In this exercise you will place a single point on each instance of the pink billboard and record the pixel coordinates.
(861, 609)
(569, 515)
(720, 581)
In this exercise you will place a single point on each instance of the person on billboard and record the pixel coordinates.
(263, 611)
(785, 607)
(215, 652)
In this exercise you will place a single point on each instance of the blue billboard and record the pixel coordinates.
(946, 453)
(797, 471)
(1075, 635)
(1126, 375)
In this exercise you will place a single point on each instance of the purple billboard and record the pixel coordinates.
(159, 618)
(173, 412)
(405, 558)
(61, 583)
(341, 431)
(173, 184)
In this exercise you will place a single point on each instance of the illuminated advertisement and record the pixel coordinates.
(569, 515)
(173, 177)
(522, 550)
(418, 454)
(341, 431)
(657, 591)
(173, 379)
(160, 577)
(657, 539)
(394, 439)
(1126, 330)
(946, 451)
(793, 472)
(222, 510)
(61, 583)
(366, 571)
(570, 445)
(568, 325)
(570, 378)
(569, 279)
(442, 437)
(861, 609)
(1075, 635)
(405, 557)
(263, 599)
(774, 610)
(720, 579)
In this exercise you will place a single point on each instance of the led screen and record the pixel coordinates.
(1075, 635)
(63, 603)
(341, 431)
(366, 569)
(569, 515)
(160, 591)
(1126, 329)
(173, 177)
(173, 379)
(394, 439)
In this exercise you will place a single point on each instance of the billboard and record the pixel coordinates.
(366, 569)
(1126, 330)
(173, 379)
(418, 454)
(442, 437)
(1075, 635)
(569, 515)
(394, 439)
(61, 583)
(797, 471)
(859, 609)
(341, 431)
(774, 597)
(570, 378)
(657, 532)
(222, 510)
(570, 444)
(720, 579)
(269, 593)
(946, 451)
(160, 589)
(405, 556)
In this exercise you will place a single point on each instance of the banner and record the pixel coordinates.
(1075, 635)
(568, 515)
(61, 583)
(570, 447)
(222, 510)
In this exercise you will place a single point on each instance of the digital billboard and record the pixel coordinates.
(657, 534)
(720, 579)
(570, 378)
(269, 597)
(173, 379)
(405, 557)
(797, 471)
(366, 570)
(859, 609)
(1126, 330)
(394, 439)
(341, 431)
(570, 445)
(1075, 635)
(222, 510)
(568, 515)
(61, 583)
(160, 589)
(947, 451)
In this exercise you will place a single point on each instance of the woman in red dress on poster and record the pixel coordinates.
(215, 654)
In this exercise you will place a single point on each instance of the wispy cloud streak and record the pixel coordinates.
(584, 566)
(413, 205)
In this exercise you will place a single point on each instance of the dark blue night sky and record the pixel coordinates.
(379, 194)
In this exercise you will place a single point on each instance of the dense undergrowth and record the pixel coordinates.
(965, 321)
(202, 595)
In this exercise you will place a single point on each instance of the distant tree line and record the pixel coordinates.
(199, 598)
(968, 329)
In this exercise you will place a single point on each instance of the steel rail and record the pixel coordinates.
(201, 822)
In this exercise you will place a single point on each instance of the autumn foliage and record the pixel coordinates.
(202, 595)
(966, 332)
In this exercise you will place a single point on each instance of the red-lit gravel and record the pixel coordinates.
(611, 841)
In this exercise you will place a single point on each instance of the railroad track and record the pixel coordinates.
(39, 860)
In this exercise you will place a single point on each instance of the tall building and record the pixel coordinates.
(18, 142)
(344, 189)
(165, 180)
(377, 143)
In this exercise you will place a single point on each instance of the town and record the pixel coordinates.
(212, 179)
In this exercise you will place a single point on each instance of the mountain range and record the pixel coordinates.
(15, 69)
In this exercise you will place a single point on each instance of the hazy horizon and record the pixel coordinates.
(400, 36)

WHAT YOU SHOULD DO ▸ Type out the material again exactly as presented.

EXERCISE OUTPUT ▸
In this exercise you will place a single point on each instance of the pink billboard and record the pixel coordinates.
(861, 609)
(569, 515)
(720, 581)
In this exercise you will place a single point on each instance of the person on billboard and record the pixel coordinates.
(263, 611)
(785, 607)
(215, 652)
In this exercise you will place a single point on each instance of the blue billboard and record the pixel coordinates.
(946, 453)
(797, 471)
(1075, 635)
(1126, 375)
In this exercise you will place a single point on each instance of the purple billboard and record the pixel coordinates.
(159, 618)
(173, 412)
(405, 558)
(61, 583)
(341, 431)
(173, 184)
In this exercise you will place a single point on each instance of the illuminated advertisement and record the pixel coordinates.
(569, 515)
(173, 177)
(522, 550)
(418, 454)
(341, 431)
(657, 591)
(173, 379)
(160, 577)
(657, 539)
(394, 439)
(1126, 330)
(946, 451)
(793, 472)
(222, 510)
(61, 583)
(366, 571)
(570, 445)
(568, 325)
(570, 378)
(569, 279)
(442, 437)
(861, 609)
(1075, 635)
(405, 557)
(263, 599)
(774, 610)
(720, 579)
In this exercise you will place a single point on each instance of the led screen and record the pixel coordinates.
(1075, 635)
(63, 603)
(341, 431)
(366, 569)
(569, 515)
(160, 591)
(1126, 329)
(173, 177)
(173, 379)
(394, 439)
In this exercise you will place a single point on each instance of the billboard and record the pixel coordinates.
(366, 569)
(1126, 330)
(173, 379)
(418, 454)
(442, 437)
(1075, 635)
(569, 515)
(394, 439)
(61, 583)
(797, 471)
(859, 609)
(341, 431)
(774, 597)
(570, 378)
(657, 532)
(222, 510)
(570, 444)
(720, 579)
(269, 593)
(946, 451)
(160, 589)
(405, 556)
In this exercise you will place a single point on each instance of the banner and record the pixel coordinates.
(1075, 635)
(568, 515)
(61, 583)
(570, 447)
(222, 510)
In this exercise you will place a single point on each instance of the digital billboard and record the pixel coordinates.
(657, 534)
(720, 579)
(570, 378)
(269, 597)
(173, 379)
(405, 557)
(797, 471)
(366, 570)
(859, 609)
(1126, 330)
(394, 439)
(341, 431)
(570, 445)
(1075, 635)
(222, 510)
(568, 515)
(61, 583)
(160, 589)
(947, 451)
In this exercise you will place a single point on each instance of the woman in red dress on poster and record the pixel coordinates.
(215, 654)
In this exercise you will place a single point on each instance of the wispy cloud streak and record the pixel coordinates.
(584, 566)
(413, 205)
In this exercise you will place a single point on each instance of the dark blue night sky and record the pixel coordinates.
(379, 194)
In this exercise you will place a single point on each instance of the dense undergrowth and record the pixel coordinates.
(965, 321)
(202, 595)
In this exercise you will place a single point on each instance of the distant tree line and record the pixel coordinates.
(199, 598)
(968, 329)
In this exercise you will place a single point on each instance of the steel rail and record the pixel coordinates.
(201, 822)
In this exercise you will place a single point on each instance of the autumn foliage and record the pixel coordinates.
(202, 595)
(966, 332)
In this exercise you will place a single point on each instance of the red-lit gravel and record the pixel coordinates.
(611, 841)
In this exercise you will place a single point on each instance of the railroad track and record the pixel coordinates.
(39, 860)
In this exercise you will place a single point on each instance of the tall building and record the pixel coordinates.
(18, 142)
(344, 189)
(165, 180)
(377, 143)
In this exercise you will place a single point on each instance of the town and record the pixel coordinates.
(212, 179)
In this exercise you will place a single point on each instance of the mountain range and record the pixel coordinates.
(15, 69)
In this exercise you will place a single point on each instance of the hazy horizon and record the pixel coordinates.
(400, 36)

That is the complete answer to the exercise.